═════ Article ═════
Altruism: A Dying Value? Will you pay me for it?

I posted a version of this on a discussion board related to green careers for young adults. A green professional in city government asked: “what kind work would be of interest to young people?” The responses from students stirred up a provocative question for me: why would anyone do anything that doesn’t lead to personal gain?

That’s the kind of thinking that got us into the kinds of environmental challenges we were talking about on the discussion board in the first place. It makes me wonder what young adults are learning and having modeled for them about altruism – the idea that we take actions that benefit the “greater good,” that have implications beyond ourselves. Why do elderly people volunteer in their community? Because they’re bored and have nothing better to do? Most of the ones I speak with do so because it enhances their sense of belonging, creates better circumstances in their community, and is connected to a sense of being involved in something greater than one’s self. If what’s being modeled to young adults instead is that you have to get yours, fight hard for it, compete, and “get something,” then I opine we’re headed in the wrong direction and away from solving the challenges.

 

I’m not much of a fan of perpetuating the “start at the bottom cleaning toilets and work your way up” model of work, particularly for bright, A+ students, particularly a model that dictates young people have to do menial work before they can come to meaningful work. I didn’t follow that model, for the most part. I started by working in a computer store at 14, selling IBMs and Apple products, doing a little programming, learning how to repair systems, and answering the telephone. And I also sweeped, mopped, changed the toilet paper, and got my boss’ coffee. Sure, I got paid, a whopping $4.75 an hour. I wasn’t there for the money; I was there to learn, to meet people who also liked computers, to help customers solve their computer problems. In a way, I wanted to “strut my stuff,” to impress someone, to show people what I knew… in the hopes that I would connect with even better jobs later, to build a resume toward college, and see what this whole adult “work” thing was about.
═════ Information given ═════
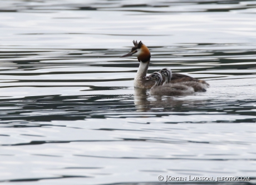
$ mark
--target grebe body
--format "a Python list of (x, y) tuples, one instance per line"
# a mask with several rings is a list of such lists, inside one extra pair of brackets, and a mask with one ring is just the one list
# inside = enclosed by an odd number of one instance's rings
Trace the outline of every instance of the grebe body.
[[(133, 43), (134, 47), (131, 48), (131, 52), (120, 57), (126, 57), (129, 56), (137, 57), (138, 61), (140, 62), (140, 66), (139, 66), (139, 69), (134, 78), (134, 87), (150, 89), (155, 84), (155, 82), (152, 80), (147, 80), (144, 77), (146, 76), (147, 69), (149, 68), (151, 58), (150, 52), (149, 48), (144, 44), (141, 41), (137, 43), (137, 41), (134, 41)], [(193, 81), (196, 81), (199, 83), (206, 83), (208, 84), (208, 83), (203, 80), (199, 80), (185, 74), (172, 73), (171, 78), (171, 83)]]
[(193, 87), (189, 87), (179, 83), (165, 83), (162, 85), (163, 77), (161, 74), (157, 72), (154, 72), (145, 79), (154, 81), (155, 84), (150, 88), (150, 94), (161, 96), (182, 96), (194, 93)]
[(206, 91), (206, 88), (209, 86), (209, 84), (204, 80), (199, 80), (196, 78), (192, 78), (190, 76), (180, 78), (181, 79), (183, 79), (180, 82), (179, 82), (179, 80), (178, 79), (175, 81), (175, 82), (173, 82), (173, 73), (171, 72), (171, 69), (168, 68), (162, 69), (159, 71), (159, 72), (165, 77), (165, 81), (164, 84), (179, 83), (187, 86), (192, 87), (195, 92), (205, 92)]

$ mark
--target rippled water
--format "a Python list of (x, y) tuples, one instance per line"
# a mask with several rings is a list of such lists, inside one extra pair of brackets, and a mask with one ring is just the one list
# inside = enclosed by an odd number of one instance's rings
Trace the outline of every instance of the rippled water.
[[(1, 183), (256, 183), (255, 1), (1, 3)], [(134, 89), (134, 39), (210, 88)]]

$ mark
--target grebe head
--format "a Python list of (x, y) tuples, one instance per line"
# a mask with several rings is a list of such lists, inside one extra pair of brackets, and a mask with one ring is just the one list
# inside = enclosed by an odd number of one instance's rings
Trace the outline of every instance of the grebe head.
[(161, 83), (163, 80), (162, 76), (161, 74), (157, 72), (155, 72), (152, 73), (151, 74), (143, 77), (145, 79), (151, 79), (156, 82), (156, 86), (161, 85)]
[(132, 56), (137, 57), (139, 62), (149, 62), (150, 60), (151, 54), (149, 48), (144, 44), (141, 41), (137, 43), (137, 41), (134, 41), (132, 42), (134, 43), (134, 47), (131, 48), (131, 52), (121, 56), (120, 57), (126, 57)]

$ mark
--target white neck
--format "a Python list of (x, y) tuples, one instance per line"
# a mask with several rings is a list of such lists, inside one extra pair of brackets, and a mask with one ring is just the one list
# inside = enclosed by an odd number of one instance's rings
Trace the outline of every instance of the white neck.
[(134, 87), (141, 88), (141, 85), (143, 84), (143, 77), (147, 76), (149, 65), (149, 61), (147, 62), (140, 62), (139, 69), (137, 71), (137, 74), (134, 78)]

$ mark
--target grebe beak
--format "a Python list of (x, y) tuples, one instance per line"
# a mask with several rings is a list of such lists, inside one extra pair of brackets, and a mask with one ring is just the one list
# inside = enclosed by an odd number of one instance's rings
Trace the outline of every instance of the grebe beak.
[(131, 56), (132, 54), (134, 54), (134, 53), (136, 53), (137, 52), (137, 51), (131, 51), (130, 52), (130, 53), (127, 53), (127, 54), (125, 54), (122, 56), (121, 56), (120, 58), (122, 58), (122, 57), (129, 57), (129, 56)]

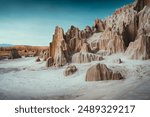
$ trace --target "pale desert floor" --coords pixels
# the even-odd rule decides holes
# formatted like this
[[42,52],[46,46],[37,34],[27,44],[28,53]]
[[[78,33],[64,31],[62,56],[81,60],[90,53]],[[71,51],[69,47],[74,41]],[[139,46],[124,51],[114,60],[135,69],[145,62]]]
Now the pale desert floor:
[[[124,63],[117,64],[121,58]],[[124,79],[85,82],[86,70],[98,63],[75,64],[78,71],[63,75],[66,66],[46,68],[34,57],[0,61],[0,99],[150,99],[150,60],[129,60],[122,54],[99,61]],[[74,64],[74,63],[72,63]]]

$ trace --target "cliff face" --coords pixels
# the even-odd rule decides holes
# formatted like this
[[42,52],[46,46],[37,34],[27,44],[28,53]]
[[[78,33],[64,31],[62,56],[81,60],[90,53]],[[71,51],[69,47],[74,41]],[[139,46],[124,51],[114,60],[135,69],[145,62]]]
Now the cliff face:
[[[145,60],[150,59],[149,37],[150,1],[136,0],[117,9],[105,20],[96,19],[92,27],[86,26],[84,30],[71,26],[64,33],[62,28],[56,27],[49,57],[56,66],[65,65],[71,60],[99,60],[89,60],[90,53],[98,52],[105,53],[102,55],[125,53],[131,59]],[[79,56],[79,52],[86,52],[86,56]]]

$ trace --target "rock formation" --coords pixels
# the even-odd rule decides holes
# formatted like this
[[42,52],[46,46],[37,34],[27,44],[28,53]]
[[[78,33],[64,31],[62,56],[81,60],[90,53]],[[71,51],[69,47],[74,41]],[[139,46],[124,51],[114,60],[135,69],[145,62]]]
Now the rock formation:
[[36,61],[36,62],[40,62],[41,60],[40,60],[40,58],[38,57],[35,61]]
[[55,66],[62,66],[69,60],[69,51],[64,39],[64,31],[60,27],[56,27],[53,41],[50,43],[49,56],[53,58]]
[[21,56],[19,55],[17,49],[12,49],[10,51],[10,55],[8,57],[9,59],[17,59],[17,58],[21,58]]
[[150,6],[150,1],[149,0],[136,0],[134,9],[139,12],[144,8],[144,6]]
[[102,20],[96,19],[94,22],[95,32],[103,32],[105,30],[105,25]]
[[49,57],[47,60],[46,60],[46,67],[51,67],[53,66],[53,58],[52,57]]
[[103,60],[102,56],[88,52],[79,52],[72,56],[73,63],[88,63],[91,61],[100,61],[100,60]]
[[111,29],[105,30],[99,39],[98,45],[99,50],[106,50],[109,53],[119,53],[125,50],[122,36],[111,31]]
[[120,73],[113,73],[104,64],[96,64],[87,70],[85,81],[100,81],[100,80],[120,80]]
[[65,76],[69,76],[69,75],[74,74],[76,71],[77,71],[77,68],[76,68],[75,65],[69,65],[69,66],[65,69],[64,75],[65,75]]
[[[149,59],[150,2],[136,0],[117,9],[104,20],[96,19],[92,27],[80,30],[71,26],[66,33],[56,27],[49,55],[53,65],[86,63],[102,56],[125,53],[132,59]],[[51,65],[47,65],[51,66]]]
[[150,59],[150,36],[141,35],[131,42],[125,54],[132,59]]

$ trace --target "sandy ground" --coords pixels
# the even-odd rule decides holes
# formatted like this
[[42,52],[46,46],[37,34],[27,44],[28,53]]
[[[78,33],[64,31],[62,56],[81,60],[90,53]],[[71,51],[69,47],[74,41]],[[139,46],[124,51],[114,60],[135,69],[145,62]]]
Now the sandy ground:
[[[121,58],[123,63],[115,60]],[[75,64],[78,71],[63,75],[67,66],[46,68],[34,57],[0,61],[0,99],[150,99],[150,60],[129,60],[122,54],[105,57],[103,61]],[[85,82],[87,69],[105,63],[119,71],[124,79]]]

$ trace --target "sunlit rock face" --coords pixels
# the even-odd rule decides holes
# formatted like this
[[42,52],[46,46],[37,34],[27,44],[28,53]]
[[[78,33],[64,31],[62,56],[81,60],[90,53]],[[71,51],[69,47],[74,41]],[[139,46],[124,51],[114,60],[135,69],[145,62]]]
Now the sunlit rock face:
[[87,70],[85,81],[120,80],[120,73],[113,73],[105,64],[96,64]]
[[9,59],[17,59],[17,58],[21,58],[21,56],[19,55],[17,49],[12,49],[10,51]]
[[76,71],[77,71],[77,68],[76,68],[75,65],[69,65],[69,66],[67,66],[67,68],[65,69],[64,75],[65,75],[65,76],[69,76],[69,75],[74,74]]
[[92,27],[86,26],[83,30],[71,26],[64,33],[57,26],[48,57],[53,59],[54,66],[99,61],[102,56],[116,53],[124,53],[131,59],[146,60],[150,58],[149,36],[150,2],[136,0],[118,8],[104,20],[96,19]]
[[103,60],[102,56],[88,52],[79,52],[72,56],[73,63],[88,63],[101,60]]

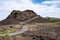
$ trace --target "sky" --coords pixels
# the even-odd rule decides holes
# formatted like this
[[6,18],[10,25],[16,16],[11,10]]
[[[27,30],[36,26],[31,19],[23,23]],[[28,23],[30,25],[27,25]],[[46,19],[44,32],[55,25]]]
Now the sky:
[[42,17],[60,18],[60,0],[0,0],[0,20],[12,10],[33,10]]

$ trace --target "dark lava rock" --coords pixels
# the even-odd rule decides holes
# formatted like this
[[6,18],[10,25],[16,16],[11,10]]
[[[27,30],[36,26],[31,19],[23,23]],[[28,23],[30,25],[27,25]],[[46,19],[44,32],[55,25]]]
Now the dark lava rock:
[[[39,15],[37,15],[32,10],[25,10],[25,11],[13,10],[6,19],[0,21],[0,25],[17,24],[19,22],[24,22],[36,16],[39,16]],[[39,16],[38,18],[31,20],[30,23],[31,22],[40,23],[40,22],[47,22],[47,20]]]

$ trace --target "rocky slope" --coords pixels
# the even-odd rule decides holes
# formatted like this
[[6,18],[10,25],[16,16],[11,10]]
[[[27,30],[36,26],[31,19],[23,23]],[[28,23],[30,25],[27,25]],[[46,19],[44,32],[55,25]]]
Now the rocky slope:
═════
• Actions to take:
A. List every activity the post says the writer did while working at the computer store at 14.
B. Write out the post's text between "That’s the kind" and "solving the challenges.", inclusive, without changing any wording.
Rely solely on the post when responding.

• Answers below:
A.
- Selling IBMs and Apple products
- Doing a little programming
- Learning how to repair systems
- Answering the telephone
- Sweeping
- Mopping
- Changing the toilet paper
- Getting the boss's coffee

B.
That’s the kind of thinking that got us into the kinds of environmental challenges we were talking about on the discussion board in the first place. It makes me wonder what young adults are learning and having modeled for them about altruism – the idea that we take actions that benefit the “greater good,” that have implications beyond ourselves. Why do elderly people volunteer in their community? Because they’re bored and have nothing better to do? Most of the ones I speak with do so because it enhances their sense of belonging, creates better circumstances in their community, and is connected to a sense of being involved in something greater than one’s self. If what’s being modeled to young adults instead is that you have to get yours, fight hard for it, compete, and “get something,” then I opine we’re headed in the wrong direction and away from solving the challenges.